- REQUIREMENT
Can you repeat, word for word, the lines of the listing below, starting at the line containing "the white chest" and ending at the line containing "(1206, 763)", with both of those lines included?

— Begin DATA TO USE —

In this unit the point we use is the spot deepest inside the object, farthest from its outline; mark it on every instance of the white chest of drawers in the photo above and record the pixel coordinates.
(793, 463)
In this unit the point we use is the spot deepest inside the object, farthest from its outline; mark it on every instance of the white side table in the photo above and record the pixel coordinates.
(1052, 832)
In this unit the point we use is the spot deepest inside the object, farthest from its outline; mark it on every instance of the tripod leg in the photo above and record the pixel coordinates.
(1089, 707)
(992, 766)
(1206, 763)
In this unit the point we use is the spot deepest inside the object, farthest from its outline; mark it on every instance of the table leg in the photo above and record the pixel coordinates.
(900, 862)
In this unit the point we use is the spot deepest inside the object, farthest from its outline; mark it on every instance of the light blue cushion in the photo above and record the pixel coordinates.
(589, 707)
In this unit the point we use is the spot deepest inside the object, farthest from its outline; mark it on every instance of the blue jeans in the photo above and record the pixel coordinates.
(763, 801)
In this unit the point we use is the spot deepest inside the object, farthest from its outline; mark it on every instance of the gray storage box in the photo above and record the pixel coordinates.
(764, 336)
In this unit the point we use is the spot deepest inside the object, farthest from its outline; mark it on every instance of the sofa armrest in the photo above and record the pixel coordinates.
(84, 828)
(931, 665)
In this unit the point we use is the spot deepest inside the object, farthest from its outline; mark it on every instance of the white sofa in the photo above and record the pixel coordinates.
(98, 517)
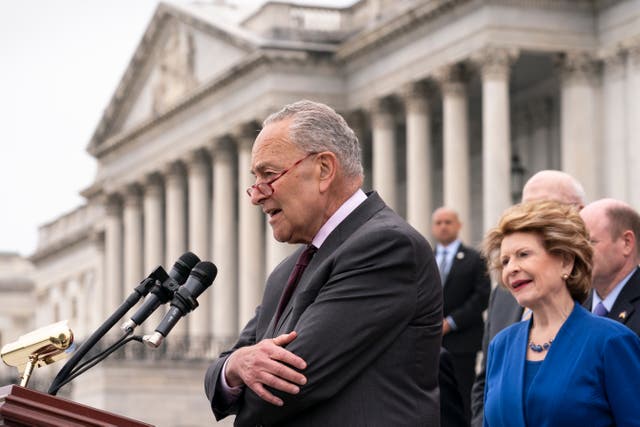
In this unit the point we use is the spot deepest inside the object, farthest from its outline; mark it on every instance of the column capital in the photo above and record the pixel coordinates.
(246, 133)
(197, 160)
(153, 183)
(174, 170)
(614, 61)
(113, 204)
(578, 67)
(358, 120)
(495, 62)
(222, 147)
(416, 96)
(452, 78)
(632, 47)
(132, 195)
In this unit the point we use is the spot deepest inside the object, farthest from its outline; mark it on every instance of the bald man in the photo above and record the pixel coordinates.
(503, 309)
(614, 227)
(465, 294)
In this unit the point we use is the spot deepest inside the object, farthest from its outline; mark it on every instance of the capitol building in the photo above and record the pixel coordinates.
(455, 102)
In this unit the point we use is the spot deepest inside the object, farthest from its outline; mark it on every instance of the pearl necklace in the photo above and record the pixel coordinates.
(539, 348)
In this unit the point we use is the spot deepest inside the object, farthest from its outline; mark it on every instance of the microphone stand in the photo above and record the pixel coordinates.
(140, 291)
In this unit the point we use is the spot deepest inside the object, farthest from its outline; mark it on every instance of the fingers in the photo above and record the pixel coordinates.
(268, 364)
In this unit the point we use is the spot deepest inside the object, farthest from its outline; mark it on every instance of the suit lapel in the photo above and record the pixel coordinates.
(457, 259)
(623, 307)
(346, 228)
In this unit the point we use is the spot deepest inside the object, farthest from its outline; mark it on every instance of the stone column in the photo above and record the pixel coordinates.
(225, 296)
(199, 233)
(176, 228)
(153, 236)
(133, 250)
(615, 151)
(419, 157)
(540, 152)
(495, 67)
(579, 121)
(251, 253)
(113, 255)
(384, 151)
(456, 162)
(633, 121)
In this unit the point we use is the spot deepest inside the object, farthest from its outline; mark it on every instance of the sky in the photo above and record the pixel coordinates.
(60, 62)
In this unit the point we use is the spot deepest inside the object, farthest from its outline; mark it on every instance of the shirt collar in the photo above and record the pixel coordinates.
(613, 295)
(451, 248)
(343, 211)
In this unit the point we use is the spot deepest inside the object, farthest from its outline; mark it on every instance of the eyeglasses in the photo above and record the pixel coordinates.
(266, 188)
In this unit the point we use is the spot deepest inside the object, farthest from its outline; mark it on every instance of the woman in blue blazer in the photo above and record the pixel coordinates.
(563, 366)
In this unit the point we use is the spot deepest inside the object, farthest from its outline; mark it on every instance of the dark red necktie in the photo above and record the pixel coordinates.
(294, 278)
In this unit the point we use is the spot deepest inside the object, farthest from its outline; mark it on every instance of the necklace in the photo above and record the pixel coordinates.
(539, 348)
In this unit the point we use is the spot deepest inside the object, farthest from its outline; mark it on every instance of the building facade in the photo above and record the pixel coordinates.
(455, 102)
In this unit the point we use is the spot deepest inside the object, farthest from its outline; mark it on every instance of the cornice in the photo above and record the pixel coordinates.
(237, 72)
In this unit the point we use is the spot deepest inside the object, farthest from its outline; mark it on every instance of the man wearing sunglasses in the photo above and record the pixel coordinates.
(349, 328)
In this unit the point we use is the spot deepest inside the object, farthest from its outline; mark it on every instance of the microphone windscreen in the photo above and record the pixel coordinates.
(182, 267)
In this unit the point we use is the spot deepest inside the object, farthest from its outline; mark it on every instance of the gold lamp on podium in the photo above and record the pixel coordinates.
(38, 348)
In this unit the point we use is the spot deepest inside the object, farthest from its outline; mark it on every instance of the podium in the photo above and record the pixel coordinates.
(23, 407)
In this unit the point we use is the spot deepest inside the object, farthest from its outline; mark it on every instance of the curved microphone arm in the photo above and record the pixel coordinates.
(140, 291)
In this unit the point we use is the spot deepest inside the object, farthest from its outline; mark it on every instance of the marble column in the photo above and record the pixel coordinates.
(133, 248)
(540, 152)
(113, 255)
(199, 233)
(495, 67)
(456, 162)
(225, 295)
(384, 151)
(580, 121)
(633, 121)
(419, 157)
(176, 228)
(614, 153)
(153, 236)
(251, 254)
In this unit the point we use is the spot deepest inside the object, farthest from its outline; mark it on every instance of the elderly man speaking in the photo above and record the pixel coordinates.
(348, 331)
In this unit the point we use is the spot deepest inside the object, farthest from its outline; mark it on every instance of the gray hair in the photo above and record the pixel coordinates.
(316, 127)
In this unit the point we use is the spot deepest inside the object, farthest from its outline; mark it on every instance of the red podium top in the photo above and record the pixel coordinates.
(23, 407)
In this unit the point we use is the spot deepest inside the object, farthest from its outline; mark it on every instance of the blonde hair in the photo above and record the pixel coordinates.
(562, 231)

— End DATA TO USE —
— Begin DATA TO USE —

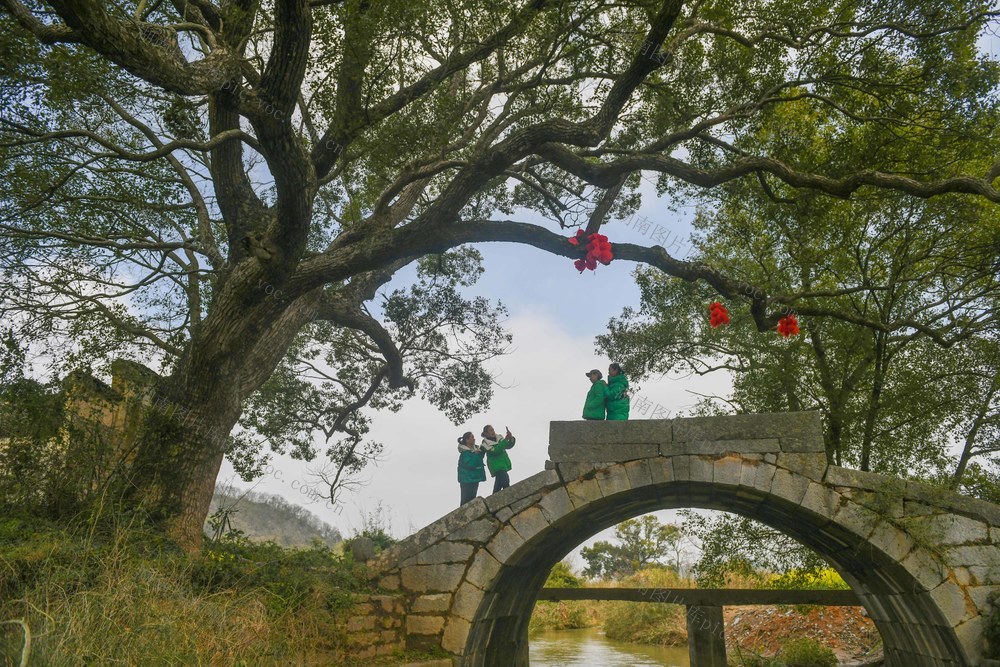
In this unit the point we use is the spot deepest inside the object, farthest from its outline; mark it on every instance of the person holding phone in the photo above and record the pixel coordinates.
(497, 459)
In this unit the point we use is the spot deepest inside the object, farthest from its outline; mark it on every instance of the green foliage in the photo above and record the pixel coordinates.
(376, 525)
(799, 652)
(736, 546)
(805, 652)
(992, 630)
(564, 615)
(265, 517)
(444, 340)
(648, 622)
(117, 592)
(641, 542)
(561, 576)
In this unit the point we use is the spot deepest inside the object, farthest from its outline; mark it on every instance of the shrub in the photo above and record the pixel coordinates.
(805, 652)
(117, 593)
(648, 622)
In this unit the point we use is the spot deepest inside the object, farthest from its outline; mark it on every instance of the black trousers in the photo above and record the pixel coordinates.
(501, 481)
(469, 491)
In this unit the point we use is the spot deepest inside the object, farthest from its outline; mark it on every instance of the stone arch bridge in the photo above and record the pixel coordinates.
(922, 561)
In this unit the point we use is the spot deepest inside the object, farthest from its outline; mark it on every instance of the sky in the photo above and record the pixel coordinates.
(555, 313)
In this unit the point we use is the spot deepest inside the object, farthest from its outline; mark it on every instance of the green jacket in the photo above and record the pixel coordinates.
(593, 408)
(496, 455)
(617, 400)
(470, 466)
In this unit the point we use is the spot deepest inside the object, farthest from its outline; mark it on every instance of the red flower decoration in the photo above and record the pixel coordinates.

— End DATA TO USE —
— Begin DATA TO USE —

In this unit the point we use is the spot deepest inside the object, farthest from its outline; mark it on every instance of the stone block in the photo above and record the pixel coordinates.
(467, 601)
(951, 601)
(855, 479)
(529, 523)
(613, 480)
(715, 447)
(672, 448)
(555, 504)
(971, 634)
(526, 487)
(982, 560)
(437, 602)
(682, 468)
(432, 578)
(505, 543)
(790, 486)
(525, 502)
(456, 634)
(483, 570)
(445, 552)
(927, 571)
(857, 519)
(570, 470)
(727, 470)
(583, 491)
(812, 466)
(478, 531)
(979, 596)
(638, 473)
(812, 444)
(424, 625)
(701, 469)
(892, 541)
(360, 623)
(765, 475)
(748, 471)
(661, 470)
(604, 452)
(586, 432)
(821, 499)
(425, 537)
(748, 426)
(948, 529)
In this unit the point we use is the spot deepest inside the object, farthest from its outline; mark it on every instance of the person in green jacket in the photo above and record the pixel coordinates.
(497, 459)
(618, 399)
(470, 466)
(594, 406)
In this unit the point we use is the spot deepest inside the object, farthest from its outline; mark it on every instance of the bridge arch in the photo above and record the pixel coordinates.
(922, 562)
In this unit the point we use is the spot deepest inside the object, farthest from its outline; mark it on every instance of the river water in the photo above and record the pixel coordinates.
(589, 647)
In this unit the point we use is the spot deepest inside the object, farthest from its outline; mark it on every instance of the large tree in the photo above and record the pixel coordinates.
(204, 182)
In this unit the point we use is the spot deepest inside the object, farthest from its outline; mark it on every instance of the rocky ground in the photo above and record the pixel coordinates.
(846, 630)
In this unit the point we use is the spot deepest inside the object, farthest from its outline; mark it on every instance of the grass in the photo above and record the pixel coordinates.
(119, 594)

— End DATA TO USE —

- RESULT FOR THIS EXERCISE
In this unit the point we use is the spot deepest inside the object, farthest from its outline; mark it on every instance of the white chest of drawers in the photo above and record the pixel coordinates.
(793, 463)
In this unit the point we use is the spot deepest inside the object, farthest from its outline; mark it on every instance of the white side table in the photo above and record the pixel coordinates.
(1052, 832)
In this unit the point we use is the spot deepest inside the object, farthest from its outline; mark it on every instance of the tripod leg in the photo above and record the pixel coordinates.
(1089, 707)
(992, 766)
(1206, 763)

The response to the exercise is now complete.